Thank you Stewart for a wonderful talk - hopefully you will be back soon to give us another entertaining and joyful presentation!

June

Our guest speaker was Ian Gasper talking about “The History of the Silk Road”. Sixty two devices were successfully logged on by 1030 in anticipation of the presentation. This was quite an achievement (but we did have a practice run before for those less familiar with the delights of zooming). It was lovely to see familiar faces on the screen even though we were all muted in anticipation of Ian’s talk. It was not quite the same experience as meeting monthly in the Boniface Centre but there were pluses as we could attend in our pyjamas, (if we wanted to!), didn’t have to travel and there were no chairs to be set out or put away!

The Silk Road Ian gave a very informative talk about the History of The Silk Road (which was in use from the 2nd Century BCE to the 18th Century CE) and he showed many wonderful images from his travels. The Silk Road was a web of trading routes which spanned from China to Eastern Europe across many countries and allowed economic, educational, agricultural and metallurgical technology and cultural interaction between the regions. Belief systems were also shared. Ian told us about the advanced knowledge of science and astronomy in that area of the world. The architecture of the areas was stunning: so many colours and shapes. We were shown a wonderful image of a square surrounded by universities from the period.

■ **SUPPLIED MATERIAL**
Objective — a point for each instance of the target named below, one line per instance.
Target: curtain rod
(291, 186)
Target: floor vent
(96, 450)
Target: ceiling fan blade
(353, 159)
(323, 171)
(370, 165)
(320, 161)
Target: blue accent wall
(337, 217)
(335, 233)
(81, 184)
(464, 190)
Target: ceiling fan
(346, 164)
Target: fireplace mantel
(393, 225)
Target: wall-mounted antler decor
...
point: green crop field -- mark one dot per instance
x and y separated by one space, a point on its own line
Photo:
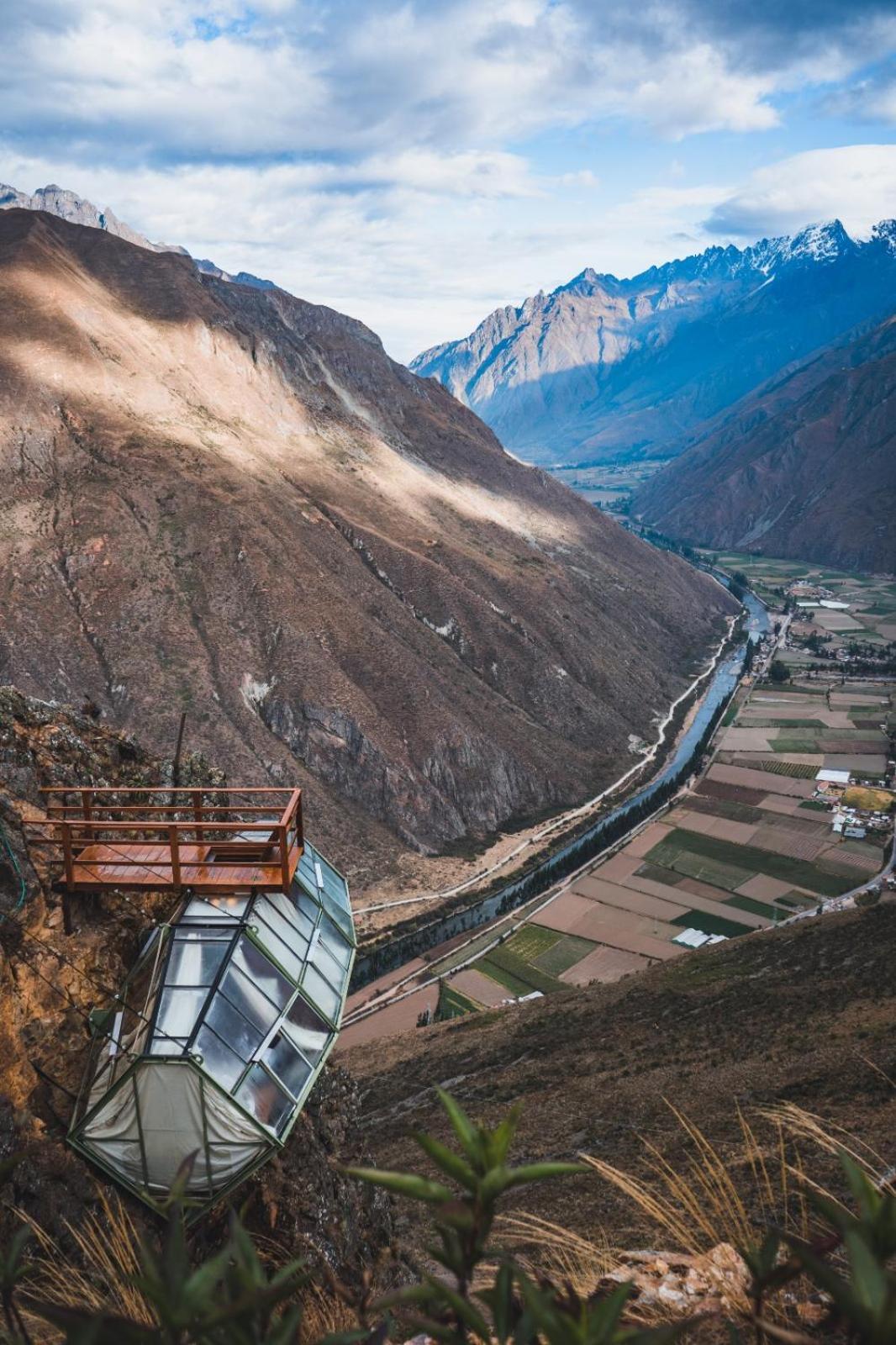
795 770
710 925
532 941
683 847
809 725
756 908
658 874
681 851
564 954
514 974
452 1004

■ **GIVEN EXERCISE A**
List each line of the records that contains the string "wall", matching its case exactly.
■ **GIVEN EXERCISE B**
Pick up the newsletter report on the Silk Road talk and carry it on after its last sentence.
The text and the records were drawn from separate, unrelated sources.

■ **EXERCISE RESPONSE A**
Target: blue accent wall
Target: wall-mounted antler decor

■ **EXERCISE RESPONSE B**
The Chinese silk was extracted from the cocoons of silk worms fed on mulberry leaves. Silk is desirable as it is soft, cool in summer and warm during cold weather. It can be woven into beautifully coloured and patterned bolts of cloth. These bolts were sometimes used instead of money as they were lighter to carry than precious metals. As well as silk other commodities such as gold, ivory, pomegranates, jade, fur, horses, elephants, peacocks and sheep were traded.

Bactrian (two-humped) camels were the preferred mode of transport for the trading routes as they were very strong, could withstand changes in temperature and easily traverse the rough terrain. Along the trading routes were found many Caravanserai - the hotels of the day. The particular example we were shown consisted of a large stone built building with running water running down the central aisle and rooms, for the traders, leading off this central passage through archways. There were armed guards positioned at the two main entrances to ensure the safety of the traders and their wares.

Many thanks to Ian for an excellent talk!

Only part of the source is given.